:: WORK ORDER ::
Lines below that hold the word "motorcycle" must be copied in full.

•••••

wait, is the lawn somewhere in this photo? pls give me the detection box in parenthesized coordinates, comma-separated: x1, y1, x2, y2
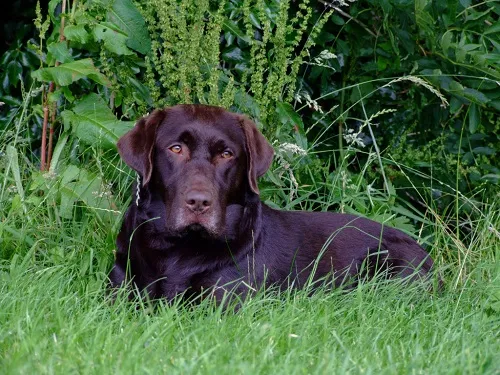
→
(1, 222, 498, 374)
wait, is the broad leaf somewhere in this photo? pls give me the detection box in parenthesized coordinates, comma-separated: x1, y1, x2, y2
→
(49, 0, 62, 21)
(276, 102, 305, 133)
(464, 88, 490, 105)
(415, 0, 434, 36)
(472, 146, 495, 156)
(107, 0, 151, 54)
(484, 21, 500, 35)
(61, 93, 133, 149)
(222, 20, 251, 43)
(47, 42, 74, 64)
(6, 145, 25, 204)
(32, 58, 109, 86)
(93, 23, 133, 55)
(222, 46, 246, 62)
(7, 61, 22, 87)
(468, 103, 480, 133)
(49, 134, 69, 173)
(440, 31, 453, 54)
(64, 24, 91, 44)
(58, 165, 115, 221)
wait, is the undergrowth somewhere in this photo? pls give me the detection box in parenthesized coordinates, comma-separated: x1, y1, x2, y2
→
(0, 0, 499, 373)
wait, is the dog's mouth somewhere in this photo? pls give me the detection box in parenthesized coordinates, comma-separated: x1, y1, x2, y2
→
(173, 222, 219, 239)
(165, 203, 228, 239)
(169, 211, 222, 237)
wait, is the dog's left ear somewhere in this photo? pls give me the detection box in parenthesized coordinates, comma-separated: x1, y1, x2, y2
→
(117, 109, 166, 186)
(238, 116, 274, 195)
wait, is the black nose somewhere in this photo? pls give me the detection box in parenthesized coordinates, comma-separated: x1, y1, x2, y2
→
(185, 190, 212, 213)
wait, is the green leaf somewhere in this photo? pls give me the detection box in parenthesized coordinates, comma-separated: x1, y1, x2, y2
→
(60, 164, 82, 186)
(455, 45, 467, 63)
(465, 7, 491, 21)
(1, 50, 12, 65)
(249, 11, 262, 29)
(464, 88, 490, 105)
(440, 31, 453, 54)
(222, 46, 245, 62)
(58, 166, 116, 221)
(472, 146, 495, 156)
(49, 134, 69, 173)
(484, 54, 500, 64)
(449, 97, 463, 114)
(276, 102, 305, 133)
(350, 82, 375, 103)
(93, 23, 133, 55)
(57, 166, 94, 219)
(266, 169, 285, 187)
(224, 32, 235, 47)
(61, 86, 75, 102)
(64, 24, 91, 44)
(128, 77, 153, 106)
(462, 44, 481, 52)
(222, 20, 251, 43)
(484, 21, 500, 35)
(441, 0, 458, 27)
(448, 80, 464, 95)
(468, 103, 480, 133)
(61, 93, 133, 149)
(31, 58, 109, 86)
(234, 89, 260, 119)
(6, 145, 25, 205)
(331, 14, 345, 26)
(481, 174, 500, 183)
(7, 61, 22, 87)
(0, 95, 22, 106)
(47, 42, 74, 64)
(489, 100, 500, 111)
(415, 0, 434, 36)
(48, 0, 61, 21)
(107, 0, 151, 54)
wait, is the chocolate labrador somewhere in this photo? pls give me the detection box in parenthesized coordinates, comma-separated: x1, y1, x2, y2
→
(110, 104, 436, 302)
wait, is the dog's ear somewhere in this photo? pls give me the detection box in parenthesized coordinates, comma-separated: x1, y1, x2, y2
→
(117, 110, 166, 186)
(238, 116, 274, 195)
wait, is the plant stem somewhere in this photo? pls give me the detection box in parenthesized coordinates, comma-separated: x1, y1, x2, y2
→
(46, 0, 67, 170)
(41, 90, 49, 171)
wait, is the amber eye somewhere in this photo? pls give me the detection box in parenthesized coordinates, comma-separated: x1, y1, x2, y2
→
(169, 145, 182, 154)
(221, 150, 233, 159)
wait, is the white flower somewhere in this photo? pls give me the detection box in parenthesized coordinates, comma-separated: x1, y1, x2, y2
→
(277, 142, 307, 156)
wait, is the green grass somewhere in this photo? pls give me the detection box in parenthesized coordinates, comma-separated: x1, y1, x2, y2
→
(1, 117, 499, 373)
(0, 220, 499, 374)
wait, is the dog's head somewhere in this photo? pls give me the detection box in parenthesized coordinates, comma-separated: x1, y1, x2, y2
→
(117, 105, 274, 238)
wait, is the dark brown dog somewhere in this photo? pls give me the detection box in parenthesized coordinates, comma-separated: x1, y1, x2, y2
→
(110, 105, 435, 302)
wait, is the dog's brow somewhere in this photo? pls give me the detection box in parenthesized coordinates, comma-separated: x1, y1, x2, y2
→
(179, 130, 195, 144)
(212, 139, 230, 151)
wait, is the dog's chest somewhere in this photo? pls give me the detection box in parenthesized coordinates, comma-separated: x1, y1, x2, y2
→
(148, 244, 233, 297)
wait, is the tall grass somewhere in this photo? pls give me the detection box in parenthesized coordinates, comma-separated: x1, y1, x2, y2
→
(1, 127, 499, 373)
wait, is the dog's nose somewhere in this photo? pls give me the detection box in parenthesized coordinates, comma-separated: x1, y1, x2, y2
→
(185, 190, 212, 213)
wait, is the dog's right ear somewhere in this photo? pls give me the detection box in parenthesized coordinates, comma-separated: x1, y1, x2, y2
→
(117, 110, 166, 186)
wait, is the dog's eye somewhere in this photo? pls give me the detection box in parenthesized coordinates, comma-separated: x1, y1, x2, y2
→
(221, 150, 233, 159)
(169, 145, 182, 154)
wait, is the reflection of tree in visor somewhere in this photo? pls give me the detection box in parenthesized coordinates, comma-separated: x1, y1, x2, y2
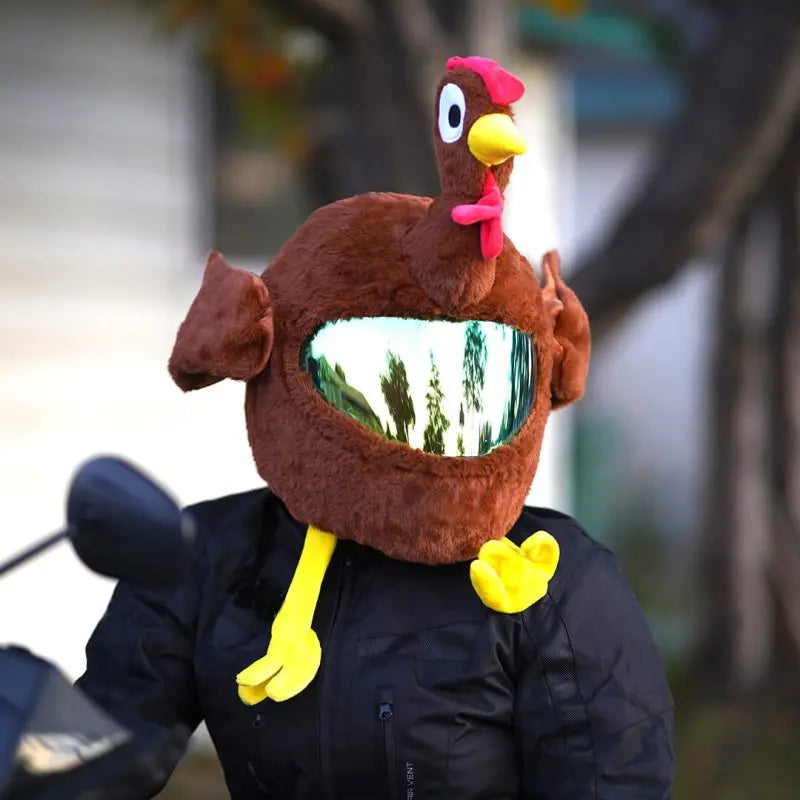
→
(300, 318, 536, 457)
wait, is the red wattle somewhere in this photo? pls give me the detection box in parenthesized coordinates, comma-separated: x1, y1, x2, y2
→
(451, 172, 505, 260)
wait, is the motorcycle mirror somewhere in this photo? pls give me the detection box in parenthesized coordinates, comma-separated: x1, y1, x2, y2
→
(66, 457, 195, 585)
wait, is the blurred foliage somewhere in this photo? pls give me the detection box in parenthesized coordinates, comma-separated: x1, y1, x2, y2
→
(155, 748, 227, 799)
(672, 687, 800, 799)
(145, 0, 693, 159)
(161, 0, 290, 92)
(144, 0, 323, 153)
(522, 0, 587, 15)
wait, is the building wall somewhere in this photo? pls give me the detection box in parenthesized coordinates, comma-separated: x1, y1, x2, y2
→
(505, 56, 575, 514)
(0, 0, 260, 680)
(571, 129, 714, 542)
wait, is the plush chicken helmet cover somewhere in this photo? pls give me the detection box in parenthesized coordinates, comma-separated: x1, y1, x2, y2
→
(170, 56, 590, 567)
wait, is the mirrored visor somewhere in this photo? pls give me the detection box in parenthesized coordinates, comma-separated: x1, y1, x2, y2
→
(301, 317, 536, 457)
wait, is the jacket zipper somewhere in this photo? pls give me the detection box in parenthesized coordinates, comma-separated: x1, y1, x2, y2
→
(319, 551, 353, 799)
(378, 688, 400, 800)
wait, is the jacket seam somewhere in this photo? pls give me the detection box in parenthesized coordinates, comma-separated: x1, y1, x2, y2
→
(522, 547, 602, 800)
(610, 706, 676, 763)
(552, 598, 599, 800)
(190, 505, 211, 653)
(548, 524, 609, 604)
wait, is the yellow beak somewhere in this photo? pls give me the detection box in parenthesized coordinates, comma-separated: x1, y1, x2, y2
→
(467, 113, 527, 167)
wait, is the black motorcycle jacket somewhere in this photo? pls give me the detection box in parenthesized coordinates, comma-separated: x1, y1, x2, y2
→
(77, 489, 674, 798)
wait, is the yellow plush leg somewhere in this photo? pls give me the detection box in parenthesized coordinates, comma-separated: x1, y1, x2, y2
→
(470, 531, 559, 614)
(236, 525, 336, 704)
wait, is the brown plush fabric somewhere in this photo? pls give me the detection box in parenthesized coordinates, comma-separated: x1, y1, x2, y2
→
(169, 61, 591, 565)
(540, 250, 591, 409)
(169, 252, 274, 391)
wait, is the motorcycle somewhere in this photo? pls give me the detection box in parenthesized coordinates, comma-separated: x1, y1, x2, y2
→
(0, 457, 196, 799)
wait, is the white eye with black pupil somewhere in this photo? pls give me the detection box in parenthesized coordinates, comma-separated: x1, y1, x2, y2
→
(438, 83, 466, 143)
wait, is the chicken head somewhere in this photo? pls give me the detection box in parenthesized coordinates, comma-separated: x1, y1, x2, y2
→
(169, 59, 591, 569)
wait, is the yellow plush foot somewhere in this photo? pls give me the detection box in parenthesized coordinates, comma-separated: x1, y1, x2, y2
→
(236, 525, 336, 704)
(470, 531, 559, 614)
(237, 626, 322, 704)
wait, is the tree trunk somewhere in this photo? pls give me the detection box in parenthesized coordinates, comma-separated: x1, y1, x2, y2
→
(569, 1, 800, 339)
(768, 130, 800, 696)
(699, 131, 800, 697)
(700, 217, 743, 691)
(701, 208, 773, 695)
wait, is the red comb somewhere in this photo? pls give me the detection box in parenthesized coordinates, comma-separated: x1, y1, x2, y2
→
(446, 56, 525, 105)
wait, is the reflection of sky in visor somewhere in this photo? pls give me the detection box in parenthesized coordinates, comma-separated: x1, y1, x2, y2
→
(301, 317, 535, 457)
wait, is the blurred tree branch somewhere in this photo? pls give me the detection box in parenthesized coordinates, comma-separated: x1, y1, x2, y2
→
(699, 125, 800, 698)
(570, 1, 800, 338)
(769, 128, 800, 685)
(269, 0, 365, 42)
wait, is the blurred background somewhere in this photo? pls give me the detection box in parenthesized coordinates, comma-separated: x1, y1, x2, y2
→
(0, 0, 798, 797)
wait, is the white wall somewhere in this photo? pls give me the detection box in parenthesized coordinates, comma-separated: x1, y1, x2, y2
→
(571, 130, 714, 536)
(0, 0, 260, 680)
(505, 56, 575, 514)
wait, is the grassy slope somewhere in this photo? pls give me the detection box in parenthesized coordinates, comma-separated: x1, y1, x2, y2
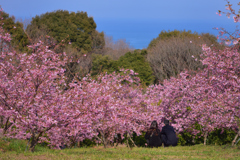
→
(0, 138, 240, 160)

•••••

:: EXPECTED ANSWER ::
wait, is the motorcycle mirror somewhere in this photo? pls give me the detection box in parenthesized coordinates, comma-separated: x1, y1, x2, y2
wait, is the black motorcycle jacket somewhere in this photo? pls give me the detection box in parenthesized coordinates, comma-separated: x1, y1, x2, y2
wait, is the motorcycle somewhere in this photo? pls give me the detection box in parenthesized coordinates, comma-separated: x1, y1, x2, y2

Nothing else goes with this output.